— Start DATA SECTION —
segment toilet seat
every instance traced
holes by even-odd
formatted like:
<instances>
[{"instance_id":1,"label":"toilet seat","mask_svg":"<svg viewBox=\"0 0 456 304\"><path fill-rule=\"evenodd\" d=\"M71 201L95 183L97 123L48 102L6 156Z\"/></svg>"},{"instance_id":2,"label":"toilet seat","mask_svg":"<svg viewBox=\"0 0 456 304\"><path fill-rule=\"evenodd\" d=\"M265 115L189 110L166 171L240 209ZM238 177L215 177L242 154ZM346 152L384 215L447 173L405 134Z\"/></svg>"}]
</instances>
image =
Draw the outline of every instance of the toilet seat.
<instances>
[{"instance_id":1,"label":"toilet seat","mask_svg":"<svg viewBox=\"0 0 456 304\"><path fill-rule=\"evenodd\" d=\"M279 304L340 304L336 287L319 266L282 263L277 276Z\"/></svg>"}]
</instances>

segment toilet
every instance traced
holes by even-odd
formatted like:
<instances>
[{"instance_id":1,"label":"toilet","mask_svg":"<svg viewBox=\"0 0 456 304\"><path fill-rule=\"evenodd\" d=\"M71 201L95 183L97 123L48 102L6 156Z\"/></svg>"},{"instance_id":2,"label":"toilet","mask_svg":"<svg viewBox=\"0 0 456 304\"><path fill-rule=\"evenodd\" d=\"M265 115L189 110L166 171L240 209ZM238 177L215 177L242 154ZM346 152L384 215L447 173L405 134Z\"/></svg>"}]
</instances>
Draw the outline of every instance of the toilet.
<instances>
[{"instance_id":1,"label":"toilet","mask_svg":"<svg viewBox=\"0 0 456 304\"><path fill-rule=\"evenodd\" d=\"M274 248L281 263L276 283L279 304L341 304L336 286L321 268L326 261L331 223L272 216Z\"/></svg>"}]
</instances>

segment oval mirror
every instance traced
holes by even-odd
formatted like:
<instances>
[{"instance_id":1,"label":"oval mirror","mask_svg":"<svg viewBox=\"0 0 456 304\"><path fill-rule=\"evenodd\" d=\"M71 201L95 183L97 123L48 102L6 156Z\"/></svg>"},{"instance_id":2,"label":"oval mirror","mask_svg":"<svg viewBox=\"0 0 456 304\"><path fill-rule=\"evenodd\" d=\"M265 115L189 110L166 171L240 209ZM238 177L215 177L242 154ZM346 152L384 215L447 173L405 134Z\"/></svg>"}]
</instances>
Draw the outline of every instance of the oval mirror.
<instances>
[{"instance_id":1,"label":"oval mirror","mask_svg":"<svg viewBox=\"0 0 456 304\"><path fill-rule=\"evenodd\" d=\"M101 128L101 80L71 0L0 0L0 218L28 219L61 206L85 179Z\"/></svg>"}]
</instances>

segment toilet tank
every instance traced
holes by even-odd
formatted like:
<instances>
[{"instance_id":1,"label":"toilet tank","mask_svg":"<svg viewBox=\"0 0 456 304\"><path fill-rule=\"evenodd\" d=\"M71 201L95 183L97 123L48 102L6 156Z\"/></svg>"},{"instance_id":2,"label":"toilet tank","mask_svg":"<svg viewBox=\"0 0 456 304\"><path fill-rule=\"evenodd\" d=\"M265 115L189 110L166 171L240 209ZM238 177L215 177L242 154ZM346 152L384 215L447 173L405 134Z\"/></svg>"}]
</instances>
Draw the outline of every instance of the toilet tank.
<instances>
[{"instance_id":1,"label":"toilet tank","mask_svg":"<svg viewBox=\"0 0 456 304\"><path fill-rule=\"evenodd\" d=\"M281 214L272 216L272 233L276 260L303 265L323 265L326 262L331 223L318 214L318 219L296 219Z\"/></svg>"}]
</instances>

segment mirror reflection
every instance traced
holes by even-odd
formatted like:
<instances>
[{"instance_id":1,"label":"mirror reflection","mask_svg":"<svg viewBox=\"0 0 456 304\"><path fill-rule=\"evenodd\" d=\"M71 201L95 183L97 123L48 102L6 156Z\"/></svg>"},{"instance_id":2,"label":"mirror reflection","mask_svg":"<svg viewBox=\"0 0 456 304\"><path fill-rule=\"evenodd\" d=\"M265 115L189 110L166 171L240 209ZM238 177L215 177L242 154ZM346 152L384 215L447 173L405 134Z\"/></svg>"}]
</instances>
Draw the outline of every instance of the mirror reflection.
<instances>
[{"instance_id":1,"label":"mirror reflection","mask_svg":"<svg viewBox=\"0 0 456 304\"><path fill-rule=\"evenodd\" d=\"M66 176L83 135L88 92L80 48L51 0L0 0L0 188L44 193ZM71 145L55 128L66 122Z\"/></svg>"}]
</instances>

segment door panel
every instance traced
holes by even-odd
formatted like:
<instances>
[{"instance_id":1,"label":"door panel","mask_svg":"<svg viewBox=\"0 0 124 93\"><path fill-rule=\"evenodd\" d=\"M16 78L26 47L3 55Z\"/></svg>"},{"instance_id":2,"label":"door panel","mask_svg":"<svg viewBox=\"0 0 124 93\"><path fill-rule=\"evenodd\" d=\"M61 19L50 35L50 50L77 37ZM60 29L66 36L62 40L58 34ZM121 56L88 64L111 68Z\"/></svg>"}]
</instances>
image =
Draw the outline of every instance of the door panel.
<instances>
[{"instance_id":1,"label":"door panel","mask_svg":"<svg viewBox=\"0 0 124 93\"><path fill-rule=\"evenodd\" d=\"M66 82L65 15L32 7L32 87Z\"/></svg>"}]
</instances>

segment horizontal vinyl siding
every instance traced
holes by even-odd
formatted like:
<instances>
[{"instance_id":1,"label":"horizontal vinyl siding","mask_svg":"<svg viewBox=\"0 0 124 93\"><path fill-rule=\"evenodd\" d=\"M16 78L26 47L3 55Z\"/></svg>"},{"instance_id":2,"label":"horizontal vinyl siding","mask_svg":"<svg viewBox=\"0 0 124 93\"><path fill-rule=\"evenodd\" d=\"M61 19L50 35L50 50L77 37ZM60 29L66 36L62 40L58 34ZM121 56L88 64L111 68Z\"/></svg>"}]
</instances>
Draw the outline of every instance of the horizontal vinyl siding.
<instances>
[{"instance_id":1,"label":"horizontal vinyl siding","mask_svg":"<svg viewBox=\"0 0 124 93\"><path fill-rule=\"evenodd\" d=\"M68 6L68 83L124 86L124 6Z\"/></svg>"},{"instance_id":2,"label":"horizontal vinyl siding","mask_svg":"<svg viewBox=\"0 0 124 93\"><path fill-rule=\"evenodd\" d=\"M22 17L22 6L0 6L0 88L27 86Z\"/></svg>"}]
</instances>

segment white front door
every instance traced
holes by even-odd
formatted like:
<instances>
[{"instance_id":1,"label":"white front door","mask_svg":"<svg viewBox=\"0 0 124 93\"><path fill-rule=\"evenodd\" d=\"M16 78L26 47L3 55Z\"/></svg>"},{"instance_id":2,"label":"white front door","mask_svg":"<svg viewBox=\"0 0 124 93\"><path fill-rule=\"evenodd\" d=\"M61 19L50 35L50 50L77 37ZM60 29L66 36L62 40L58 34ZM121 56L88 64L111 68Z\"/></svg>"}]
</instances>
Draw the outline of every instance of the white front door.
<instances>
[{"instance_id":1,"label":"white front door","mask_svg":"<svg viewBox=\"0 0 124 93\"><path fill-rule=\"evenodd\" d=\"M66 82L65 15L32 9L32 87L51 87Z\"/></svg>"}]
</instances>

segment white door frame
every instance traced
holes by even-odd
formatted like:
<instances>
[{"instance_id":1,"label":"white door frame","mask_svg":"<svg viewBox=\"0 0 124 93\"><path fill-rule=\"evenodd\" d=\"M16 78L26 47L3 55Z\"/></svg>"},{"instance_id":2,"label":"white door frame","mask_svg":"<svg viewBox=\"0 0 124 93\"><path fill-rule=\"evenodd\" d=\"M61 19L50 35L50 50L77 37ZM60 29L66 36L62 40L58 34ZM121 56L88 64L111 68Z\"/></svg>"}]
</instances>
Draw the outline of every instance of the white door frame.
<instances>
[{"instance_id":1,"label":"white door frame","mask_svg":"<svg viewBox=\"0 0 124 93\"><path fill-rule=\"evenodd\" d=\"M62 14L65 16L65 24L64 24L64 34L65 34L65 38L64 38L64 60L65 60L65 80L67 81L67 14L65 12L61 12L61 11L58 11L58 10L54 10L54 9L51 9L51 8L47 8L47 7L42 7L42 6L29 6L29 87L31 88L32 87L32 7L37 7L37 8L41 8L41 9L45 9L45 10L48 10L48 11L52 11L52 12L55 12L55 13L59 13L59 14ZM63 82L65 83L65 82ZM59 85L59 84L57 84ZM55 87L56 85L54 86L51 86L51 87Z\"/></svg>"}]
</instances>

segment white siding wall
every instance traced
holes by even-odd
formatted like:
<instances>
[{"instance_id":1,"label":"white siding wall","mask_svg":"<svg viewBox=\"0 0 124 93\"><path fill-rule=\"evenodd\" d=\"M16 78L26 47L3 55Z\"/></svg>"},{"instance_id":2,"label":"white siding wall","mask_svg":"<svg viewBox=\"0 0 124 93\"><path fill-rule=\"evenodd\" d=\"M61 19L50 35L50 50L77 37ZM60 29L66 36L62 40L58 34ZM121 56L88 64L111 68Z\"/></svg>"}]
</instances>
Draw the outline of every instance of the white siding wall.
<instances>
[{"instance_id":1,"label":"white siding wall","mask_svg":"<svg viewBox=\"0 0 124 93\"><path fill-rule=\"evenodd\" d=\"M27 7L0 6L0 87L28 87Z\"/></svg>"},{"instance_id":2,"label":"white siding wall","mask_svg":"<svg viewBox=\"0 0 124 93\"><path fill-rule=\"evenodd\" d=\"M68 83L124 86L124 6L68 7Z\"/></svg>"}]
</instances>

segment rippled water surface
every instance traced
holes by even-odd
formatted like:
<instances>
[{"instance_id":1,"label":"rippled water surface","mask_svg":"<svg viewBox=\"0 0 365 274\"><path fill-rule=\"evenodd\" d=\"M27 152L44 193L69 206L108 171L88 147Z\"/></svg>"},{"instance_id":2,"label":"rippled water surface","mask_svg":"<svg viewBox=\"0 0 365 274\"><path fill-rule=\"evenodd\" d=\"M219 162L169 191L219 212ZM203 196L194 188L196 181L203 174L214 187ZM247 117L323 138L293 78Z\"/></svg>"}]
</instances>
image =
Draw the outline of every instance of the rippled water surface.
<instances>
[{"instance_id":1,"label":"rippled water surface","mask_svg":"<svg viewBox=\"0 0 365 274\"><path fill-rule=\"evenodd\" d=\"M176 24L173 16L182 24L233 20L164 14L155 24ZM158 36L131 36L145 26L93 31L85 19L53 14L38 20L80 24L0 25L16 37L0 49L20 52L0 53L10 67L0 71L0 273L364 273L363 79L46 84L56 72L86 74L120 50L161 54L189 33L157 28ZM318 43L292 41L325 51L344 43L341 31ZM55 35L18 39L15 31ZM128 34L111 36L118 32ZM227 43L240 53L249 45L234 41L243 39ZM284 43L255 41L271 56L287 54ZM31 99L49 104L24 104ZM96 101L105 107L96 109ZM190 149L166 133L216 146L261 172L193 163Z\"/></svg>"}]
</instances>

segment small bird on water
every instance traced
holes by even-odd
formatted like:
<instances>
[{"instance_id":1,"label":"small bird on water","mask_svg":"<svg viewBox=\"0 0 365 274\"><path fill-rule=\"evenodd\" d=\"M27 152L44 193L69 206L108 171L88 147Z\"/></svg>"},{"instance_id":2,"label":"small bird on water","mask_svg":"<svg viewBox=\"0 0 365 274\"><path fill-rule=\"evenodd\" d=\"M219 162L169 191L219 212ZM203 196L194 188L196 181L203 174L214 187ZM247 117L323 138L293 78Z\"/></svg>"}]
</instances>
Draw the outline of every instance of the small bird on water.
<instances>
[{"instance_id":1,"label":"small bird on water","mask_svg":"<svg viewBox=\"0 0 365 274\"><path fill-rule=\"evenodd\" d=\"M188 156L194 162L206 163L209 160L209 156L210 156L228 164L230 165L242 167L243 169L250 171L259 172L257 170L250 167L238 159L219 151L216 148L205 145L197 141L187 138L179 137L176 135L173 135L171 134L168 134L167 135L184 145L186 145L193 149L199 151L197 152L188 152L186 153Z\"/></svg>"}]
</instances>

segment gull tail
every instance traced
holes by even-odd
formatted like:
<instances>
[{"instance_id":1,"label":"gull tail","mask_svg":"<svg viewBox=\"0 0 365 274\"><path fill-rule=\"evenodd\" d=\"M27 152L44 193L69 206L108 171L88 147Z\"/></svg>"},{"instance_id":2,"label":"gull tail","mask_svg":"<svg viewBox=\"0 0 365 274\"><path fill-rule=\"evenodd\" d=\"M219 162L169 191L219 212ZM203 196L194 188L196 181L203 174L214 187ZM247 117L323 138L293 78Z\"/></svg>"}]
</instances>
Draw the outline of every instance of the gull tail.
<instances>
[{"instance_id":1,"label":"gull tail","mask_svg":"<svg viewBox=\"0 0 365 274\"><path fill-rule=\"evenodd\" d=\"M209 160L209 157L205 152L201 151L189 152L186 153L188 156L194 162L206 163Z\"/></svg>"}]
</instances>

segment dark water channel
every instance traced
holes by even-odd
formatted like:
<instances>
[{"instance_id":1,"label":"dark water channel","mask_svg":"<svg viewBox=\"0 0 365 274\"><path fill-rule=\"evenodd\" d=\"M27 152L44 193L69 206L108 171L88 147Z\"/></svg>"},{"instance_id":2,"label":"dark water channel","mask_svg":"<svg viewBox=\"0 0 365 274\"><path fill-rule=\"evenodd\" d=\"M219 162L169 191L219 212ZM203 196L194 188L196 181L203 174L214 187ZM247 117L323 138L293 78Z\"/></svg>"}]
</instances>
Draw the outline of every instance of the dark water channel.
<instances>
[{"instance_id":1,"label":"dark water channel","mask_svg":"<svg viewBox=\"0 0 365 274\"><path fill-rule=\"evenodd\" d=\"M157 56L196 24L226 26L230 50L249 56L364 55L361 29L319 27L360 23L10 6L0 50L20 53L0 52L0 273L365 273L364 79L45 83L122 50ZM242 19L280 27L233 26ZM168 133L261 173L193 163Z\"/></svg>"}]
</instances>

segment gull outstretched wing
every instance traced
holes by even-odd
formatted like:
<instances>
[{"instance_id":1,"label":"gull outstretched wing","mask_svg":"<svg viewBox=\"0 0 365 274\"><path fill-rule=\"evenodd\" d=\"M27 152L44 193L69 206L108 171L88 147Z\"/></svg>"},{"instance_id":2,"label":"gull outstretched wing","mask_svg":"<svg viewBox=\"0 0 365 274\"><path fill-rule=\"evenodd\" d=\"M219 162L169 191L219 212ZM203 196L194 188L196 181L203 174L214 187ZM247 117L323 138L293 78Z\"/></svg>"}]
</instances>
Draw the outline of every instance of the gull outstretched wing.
— End DATA SECTION —
AIM —
Please copy everything from the line containing "segment gull outstretched wing" down to the end of the records, reproducing each line exactly.

SOLUTION FOR THIS PROBLEM —
segment gull outstretched wing
every instance traced
holes by even-odd
formatted like:
<instances>
[{"instance_id":1,"label":"gull outstretched wing","mask_svg":"<svg viewBox=\"0 0 365 274\"><path fill-rule=\"evenodd\" d=\"M27 152L44 193L69 206L108 171L88 147Z\"/></svg>"},{"instance_id":2,"label":"gull outstretched wing","mask_svg":"<svg viewBox=\"0 0 365 274\"><path fill-rule=\"evenodd\" d=\"M219 162L169 191L219 212ZM203 196L194 188L196 181L203 174L214 187ZM247 117L323 138L293 78Z\"/></svg>"}]
</instances>
Draw the outline of every instance of the gull outstretched wing.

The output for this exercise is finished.